Labeled-object pointing entries
+-------+
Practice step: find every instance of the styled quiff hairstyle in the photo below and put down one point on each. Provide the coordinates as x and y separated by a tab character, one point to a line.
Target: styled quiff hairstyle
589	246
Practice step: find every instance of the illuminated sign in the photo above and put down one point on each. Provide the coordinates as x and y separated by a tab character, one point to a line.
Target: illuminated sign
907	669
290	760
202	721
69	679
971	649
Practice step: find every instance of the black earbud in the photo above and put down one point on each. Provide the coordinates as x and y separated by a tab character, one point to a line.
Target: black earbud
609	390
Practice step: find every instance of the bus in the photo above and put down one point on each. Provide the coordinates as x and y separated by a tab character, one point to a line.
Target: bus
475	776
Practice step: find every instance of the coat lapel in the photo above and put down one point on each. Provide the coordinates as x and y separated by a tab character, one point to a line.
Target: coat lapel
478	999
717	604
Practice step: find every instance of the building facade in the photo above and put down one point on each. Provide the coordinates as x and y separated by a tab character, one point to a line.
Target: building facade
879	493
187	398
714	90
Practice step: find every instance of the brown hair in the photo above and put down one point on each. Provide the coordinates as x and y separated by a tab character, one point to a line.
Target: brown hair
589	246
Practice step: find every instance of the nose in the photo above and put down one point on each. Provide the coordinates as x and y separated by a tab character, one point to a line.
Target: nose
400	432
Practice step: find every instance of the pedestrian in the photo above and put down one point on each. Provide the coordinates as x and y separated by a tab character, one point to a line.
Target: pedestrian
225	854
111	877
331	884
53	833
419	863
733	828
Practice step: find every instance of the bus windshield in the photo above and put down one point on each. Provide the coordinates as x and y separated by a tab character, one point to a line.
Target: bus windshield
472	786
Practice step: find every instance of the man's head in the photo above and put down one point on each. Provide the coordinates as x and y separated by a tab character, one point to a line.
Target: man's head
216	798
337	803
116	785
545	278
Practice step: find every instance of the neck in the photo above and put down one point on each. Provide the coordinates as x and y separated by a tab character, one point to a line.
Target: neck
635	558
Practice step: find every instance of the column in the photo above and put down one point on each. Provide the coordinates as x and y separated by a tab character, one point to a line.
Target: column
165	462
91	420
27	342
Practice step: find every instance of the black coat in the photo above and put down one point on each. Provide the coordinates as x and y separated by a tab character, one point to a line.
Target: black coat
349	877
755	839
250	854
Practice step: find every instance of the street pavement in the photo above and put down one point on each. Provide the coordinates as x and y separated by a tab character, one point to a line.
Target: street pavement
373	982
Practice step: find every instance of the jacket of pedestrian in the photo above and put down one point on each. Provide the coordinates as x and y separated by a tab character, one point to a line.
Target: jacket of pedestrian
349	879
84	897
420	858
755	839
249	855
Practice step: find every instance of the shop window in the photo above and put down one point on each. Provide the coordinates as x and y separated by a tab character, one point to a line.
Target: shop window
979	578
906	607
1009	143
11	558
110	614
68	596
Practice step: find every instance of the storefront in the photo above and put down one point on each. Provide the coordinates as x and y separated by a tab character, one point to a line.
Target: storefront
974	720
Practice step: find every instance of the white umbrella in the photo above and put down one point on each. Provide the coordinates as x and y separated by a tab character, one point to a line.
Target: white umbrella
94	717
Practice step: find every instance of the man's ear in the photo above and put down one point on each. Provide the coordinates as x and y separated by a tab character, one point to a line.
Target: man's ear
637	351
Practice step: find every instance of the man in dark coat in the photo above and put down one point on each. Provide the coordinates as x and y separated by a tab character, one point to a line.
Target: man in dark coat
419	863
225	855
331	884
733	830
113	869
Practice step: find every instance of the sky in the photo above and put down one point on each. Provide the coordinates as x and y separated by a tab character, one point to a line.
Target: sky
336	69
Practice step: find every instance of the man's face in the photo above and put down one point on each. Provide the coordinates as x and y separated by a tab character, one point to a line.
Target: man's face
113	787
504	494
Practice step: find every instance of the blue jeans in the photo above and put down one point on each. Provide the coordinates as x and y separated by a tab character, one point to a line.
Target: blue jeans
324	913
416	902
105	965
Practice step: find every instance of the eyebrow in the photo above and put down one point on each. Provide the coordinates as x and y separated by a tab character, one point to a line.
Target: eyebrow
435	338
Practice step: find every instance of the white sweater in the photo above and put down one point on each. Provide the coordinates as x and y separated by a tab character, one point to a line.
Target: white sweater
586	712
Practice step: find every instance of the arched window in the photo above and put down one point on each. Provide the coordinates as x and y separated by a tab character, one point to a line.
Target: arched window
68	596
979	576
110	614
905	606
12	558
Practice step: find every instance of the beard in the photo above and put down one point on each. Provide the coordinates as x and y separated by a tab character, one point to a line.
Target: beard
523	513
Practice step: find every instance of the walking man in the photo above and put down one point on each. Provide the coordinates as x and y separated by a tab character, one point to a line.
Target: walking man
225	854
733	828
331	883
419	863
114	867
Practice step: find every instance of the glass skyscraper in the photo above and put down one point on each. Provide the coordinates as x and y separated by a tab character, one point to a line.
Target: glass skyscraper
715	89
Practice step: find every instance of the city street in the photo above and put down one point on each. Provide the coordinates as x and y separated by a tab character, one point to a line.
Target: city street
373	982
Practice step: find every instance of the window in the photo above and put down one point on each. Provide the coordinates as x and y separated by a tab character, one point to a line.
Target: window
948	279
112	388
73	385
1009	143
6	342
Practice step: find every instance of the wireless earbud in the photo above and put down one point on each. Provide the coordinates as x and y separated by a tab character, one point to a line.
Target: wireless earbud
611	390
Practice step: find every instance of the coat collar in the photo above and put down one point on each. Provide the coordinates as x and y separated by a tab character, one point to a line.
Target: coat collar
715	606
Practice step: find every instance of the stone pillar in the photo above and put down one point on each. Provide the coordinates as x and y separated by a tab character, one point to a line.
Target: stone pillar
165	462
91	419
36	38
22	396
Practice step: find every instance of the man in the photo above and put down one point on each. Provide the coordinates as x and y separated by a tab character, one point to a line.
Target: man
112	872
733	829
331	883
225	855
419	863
+-------+
■ What you should do ■
Format all of the rows above as a JSON list of strings, with each line as its own string and blank lines omitted.

■ The reply ■
[
  "Practice step: find every instance of the styled quiff hairstyle in the photo below and put down one point on each. Provide the coordinates as x and y separated by a tab character, one point to a line.",
  "Target: styled quiff hairstyle",
  "589\t246",
  "Practice step: find every instance of the illuminated sign in the photo above and put down one point on each. Provide the coordinates as x and y separated by a tab character, one point to a line.",
  "Target: illuminated sign",
  "907\t669",
  "290\t760",
  "202\t721",
  "69\t679",
  "971\t649",
  "Practice step: find every instance of the black earbud in the photo above and put down one point on each. Provide the coordinates as x and y separated by a tab character, one point to a line.",
  "Target: black earbud",
  "609\t390",
  "Practice step: find every instance of the bus in the photo above and put down one point on each. Provide the coordinates as x and y separated by a tab character, one point to a line.",
  "Target: bus",
  "475\t776",
  "Practice step: find every instance of the coat lapel in the photo above and put down one point on each. Provide the coordinates as x and y separated by a tab character, one point to a line.",
  "Target: coat lapel",
  "478\t999",
  "717\t604",
  "Practice step: find every instance of the building facade in the photo above and put down one point on each. Provide the coordinates as x and y separated by a tab character, one point to a line.",
  "Target: building facade",
  "879\t493",
  "187\t398",
  "714\t90",
  "Practice step: find every instance of the brown hair in the photo above and put down one point on each. Provide the coordinates as x and y separated by a tab character, one point to a line.",
  "Target: brown hair",
  "589\t246",
  "Practice step: find every instance of the nose in the photo above and put down one point on each. Provide the coordinates as x and y separated by a tab character, one point to a line.",
  "Target: nose",
  "400\t432",
  "Practice step: find every instance of the pedestrian in the photo above and put down one point on each. Provide the coordinates as x and y separated by a tab character, one point to a line.",
  "Target: pedestrian",
  "225\t854",
  "111\t877",
  "331\t884",
  "53\t833",
  "419\t863",
  "733\t828",
  "Practice step: find every instance of the bus windshield in the photo above and put down one point on each. Provide the coordinates as x and y separated by a tab character, one point to a line.",
  "Target: bus windshield",
  "472\t786",
  "Practice step: find every instance of the man's head in the photo above and put down one point on each. Provide the coordinates as x and y separated by a tab character, one point to a line.",
  "Target: man's head",
  "216\t798",
  "337\t803",
  "116\t785",
  "545\t278",
  "Practice step: find every instance of the neck in the photo above and put down one point on each. Provide the coordinates as x and y separated by a tab character, one point to a line.",
  "Target: neck",
  "635\t558",
  "Practice step: find every instance of the column in the photo above and put down one point on each. Provide the coordinates as x and y separated by a tab character, one point to a line.",
  "Target: column",
  "165\t462",
  "91\t420",
  "27\t342",
  "Practice step: find every instance of the black coat in the photo above and put down one point on each. Provide the coordinates as x and y separated by a tab character, one point to a line.",
  "Target: black coat",
  "349\t877",
  "755\t839",
  "250\t854",
  "Practice step: find every instance of the street pavement in the photo above and put down one point on each. Provide the coordinates as x and y separated by a tab character, one point to a line.",
  "Target: street pavement",
  "373\t982",
  "Practice step: find every instance of the jacket of pedestrian in the photo above and put down one point on each. Provide the coordinates as x and y separated by a tab character, one point to a line.",
  "Target: jacket of pedestrian",
  "349\t879",
  "84\t897",
  "420\t858",
  "755\t839",
  "249\t855",
  "Practice step: find every instance of the shop window in the photo above and put down one point on each. Provide the coordinates as x and y separated by a tab character, one point to a line.",
  "Target: shop window",
  "979\t578",
  "906\t607",
  "1009\t143",
  "11\t558",
  "110\t614",
  "68\t596",
  "Practice step: find every instance of the storefront in the photo above and put down one point on each. Provide the coordinates as x and y separated by a tab character, one point to a line.",
  "Target: storefront",
  "974\t720",
  "Practice step: find every instance of the white umbrella in the photo above and put down one point on each. Provide the coordinates as x and y separated by a tab character, one point to a line.",
  "Target: white umbrella",
  "94\t717",
  "Practice step: find every instance of the man's ear in the photo above and put down one point on each. Provide the coordinates as x and y separated by a tab character, one point to a line.",
  "Target: man's ear",
  "637\t351",
  "Practice step: find every instance of the man in dark coat in the photo above and put down one point on each. Provide the coordinates as x and y separated by a tab character, one point to a line.",
  "Target: man in dark coat",
  "419\t863",
  "225\t855",
  "331\t884",
  "733\t830",
  "113\t869",
  "Practice step: find every instance of the sky in the photo above and put down one point on each. Provide the coordinates as x and y separated by a tab character, one point to a line.",
  "Target: sky",
  "336\t69",
  "Practice step: find every instance of the man's face in the photo above and put down one point on each. Provide the coordinates as x and y separated by a tab character, one point to a line.",
  "Target: man's face",
  "113\t787",
  "504\t494",
  "Practice step: find every instance of the blue jeans in the photo above and put down one point on each. Provide the coordinates as x and y separated by a tab character, one point to a line.",
  "Target: blue jeans",
  "324\t913",
  "416\t902",
  "105\t965",
  "Practice step: find every instance of the eyebrow in the photo above and put down one point on each. Provide the coordinates as x and y separated by a tab character, one point to a line.",
  "Target: eyebrow",
  "435\t338",
  "Practice step: find every instance of the white sweater in the photo above and put down one point on each. Provide the coordinates as x and y separated by a tab character, one point to a line.",
  "Target: white sweater",
  "586\t712",
  "Practice step: find every instance of the arched window in the photo above and put down one point on each. Provide the coordinates as x and y separated by a tab character, one point to a line.",
  "Target: arched window",
  "68\t596",
  "979\t576",
  "110\t614",
  "905\t606",
  "12\t558",
  "Practice step: find every instance of the beard in the photo above and put down one point on each. Provide the coordinates as x and y separated by a tab character, one point to a line.",
  "Target: beard",
  "523\t513",
  "Practice step: find every instance of the walking man in the photo above and put down one point on each. Provide the coordinates as x and y separated by a tab character, one point to a line.",
  "Target: walking man",
  "225\t854",
  "733\t828",
  "331\t883",
  "419\t863",
  "114\t867",
  "Practice step: find every instance of the glass skyscraper in the photo above and put down one point on each. Provide the coordinates as x and y separated by a tab character, one point to a line.",
  "Target: glass skyscraper",
  "715\t89",
  "Practice step: find every instance of the city street in the photo above and put down one point on each. Provide the coordinates as x and y separated by a tab character, one point to a line.",
  "Target: city street",
  "373\t982",
  "Practice step: find every instance of the window in the photo above and put down one point on each. Provide the coordinates as x and y separated by a tab character, one point to a line.",
  "Target: window",
  "948\t279",
  "112\t388",
  "73\t385",
  "1009\t143",
  "6\t342",
  "Practice step: find every instance of the wireless earbud in the photo above and put down one point on each. Provide the coordinates as x and y separated by a tab character, one point to a line.",
  "Target: wireless earbud",
  "611\t390",
  "Practice step: find every instance of the coat collar in the photo above and put down one point on each. Provide the coordinates as x and y separated by a tab character, one point to a line.",
  "Target: coat collar",
  "715\t606",
  "Practice step: find every instance of the stone pillar in the photo above and put down one point on each. Provide the coordinates as x and y separated by a tab character, one point to a line.",
  "Target: stone pillar",
  "165\t462",
  "91\t419",
  "36\t38",
  "22\t396",
  "Practice step: find every instance of the man in the photo above and put down one point on each. Provide the coordinates as x and y separated by a tab character, one point to a line.",
  "Target: man",
  "112\t872",
  "733\t829",
  "331\t883",
  "225\t855",
  "419\t863"
]